◆ Extracted records
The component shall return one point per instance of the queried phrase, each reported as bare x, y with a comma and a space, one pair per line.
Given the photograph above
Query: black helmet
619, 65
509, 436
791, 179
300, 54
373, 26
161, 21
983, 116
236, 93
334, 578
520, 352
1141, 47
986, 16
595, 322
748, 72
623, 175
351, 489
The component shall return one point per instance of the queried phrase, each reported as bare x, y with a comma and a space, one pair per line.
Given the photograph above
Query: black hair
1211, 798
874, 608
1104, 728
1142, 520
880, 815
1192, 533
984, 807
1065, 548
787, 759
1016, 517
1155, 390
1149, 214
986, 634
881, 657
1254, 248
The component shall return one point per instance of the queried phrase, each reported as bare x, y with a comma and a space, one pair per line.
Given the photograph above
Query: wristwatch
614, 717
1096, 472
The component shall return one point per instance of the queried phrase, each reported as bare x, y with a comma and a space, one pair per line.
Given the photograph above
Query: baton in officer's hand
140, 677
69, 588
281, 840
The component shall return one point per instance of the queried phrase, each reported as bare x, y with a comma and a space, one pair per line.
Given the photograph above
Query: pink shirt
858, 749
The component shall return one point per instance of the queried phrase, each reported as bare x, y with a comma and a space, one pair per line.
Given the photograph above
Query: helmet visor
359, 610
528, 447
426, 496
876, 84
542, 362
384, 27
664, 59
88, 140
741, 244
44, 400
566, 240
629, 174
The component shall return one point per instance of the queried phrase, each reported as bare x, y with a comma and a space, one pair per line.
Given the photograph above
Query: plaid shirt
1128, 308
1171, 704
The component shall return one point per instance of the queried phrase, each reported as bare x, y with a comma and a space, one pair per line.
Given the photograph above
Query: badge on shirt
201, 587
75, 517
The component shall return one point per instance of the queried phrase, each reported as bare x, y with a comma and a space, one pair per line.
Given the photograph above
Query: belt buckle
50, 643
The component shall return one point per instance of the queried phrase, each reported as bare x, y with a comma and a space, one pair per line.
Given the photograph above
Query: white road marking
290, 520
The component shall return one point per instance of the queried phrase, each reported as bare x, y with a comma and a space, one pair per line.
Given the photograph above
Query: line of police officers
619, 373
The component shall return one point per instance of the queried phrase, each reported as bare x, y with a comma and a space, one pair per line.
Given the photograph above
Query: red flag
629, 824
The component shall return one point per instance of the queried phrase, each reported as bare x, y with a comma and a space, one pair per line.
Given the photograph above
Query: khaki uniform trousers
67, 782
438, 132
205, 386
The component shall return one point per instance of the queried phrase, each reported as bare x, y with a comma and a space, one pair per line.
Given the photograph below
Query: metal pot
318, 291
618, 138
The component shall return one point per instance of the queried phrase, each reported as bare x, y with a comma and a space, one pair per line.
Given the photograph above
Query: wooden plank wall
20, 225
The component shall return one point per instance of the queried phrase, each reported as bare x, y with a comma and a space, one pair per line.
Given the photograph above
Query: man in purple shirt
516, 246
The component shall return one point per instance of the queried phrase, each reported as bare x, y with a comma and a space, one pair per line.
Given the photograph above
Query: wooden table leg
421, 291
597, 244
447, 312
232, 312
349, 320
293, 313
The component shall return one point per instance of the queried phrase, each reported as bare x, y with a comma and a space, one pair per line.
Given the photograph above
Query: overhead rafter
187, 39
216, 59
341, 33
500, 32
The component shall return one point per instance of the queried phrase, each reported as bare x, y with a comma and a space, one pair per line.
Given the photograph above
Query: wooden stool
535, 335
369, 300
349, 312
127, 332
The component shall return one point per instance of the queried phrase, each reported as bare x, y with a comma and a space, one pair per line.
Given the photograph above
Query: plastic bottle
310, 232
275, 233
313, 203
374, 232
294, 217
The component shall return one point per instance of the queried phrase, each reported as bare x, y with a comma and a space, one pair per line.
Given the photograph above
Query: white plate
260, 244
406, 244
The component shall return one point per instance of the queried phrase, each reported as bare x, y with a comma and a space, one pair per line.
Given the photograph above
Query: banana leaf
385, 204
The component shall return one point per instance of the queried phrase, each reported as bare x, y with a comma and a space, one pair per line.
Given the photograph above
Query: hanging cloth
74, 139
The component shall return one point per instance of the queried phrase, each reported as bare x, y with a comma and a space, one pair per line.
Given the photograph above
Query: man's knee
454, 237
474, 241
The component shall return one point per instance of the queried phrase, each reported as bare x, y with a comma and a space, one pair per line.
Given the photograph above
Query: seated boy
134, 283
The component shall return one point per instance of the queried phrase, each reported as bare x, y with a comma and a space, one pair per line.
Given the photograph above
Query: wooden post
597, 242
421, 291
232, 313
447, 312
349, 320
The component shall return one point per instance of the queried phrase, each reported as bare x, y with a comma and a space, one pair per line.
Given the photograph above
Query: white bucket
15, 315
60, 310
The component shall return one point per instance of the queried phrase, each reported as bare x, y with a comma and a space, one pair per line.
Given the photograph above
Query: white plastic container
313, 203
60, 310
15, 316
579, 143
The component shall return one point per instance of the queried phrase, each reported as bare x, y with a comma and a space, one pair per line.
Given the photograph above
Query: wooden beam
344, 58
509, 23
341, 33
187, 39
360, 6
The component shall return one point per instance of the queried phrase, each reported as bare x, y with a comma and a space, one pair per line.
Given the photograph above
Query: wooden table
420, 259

◆ What is being asked
Leaving no line out, return the data above verbatim.

◆ The completed task
The component shall return one point per instance of the queried phrase, each reported as bare x, y with a comma and a space, one pair per line.
Given the photograph above
Query: black helmet
619, 65
509, 436
791, 179
300, 54
373, 26
161, 21
983, 116
236, 93
334, 578
520, 352
1141, 47
986, 16
595, 322
748, 72
623, 175
351, 489
The component shall return one point per instance of the queried phrase, each reported as bare x, y with a comma and a space, one pair per line.
Given the photograph above
Query: black hair
1211, 798
874, 608
1104, 728
1142, 520
880, 815
1192, 533
984, 807
1065, 548
787, 759
1016, 517
1155, 390
1149, 214
986, 634
881, 657
1254, 248
The component shall return one point per instance of the queried phrase, each reported as bare x, y with a comma and a space, one pair per line.
Given the photograph above
Query: wristwatch
614, 717
1096, 472
The component shall return one point per instance of the queried phrase, each reported as bare x, y with a comma and a space, one pair per line.
Given the photograph above
Query: baton in officer's hand
140, 677
69, 588
281, 840
The component shall return one point per instance of the queried phrase, each reported as bare x, y with a comma and a space, one pair per line.
Given the photograph above
Query: pink shirt
858, 749
The component shall return one point per instance of the queried phrase, each reported as bare x, y with a comma and a space, one pair per line.
Given the photograph above
Query: helmet visor
359, 610
528, 447
426, 496
876, 84
542, 362
384, 27
664, 59
88, 140
741, 244
44, 400
566, 240
629, 174
The component shall return one point per instance of the queried phrase, each reported as bare x, y with a comma and a space, one pair per line.
Given the photograph above
Query: plaid shirt
1128, 308
1171, 704
The component shall return one point per instance of the queried phrase, each reported as bare x, y with a comma and a space, one pair per line.
Given the photograph above
Query: badge on shirt
201, 587
75, 517
The component shall return one point per instance of the queried phrase, each reported as bare x, y with a comma and a space, one pair per line.
Given the photograph above
Query: belt buckle
50, 643
The component shall return one point per instance of the queried phrase, each reported as bare x, y with a comma and a space, one pair per line.
Given the photograph above
Query: white road marking
290, 520
The component shall return one point per instance of the queried phrase, each reported as bare x, y with a comma and a space, one pair per line.
Given the photograph above
Query: line of police officers
619, 373
The component shall return one point per instance of the queried phrase, each reported as bare x, y with a comma and a space, one pair per line.
Given the photograph above
Query: red flag
629, 824
The component shall return one point per instance of the queried phrase, each reported as bare x, y with a comma and a space, one pair per line.
Given the photograph above
Query: khaki uniform trousers
67, 782
438, 132
205, 386
The component shall return one point per instance of the queried phrase, each reported as bare x, y with a comma and a space, one pair per line.
Given the photograph below
Query: metal pot
318, 291
618, 138
The component shall return one point per instance of the queried phrase, each reported as bare x, y with a comma and a space, one pair per line.
Given the photograph above
Query: wooden plank wall
20, 225
The component shall return one point per instance of the queried phrase, each reported as bare x, y with a comma and a space, one pair per line.
Given the photograph above
Query: man in purple shirt
516, 246
The component shall return one point per instance of the queried phrase, each reported as bare x, y with a comma and a space, one pair per line.
Given the photograph above
Query: wooden table leg
421, 291
597, 244
447, 312
232, 312
349, 320
293, 313
The component shall return one point per instance of the queried phrase, each reported as bare x, y with a comma and a space, one pair per line.
Given the photograph above
Query: overhead rafter
187, 39
216, 59
341, 33
500, 32
The component shall return one point per instance of the queried phrase, each reported as bare x, y with a comma and a space, one pair per line.
Given the photograph above
Query: wooden stool
535, 335
369, 300
349, 312
127, 332
The component shall return one point per instance of the queried phrase, each reported as bare x, y with a comma and a space, one pair per line.
Given the photograph above
Query: plastic bottle
310, 232
275, 233
313, 203
374, 232
294, 217
The component shall return one point per instance of the queried phrase, each reported as bare x, y with a comma and a space, one pair per line.
Given the photograph above
Query: white plate
260, 244
406, 244
The component shall return one point per instance of the queried phrase, each reported as bare x, y with a comma and a space, one pair per line.
Given the photograph above
Query: banana leaf
385, 204
The component shall return one point per instance of the queried phrase, each reported as bare x, y with a comma and a space, one pair per line.
Given the photograph above
Query: hanging cloth
74, 139
The component shall return one point per instance of the queried phrase, each reported as bare x, y with a comma and a space, one pair per line.
Given the photograph above
Query: man's knee
454, 237
474, 241
The component shall return one point per instance of the queried phrase, each reported as bare x, y with a comma and a space, one pair per line.
Given the photograph above
Query: seated boy
134, 283
The component shall return one point per instance of the queried phrase, each reported as bare x, y with a comma and a space, one pair per line.
Given the photograph above
Query: wooden post
597, 242
421, 291
232, 313
447, 312
349, 320
The component shall return one point per instance of the queried phrase, each reported as bare x, y with a comma and a space, one pair per line.
Given the photograph above
Query: white bucket
15, 315
60, 310
The component shall return one point per instance of the queried phrase, each reported as bare x, y with a comma and a space, one pair per line.
Given the photograph above
Query: white plastic container
313, 203
60, 310
15, 316
579, 143
The component shall return one point per instance of the queried phrase, each reported as bare x, y with a comma and a space, one pair per line.
Given the photograph above
Query: wooden beam
344, 58
509, 23
341, 33
187, 39
360, 6
The component shall return one point per instance of the queried phrase, each reported as bare x, y with a comma and a space, one pair per line.
Given the photograph above
Query: wooden table
420, 259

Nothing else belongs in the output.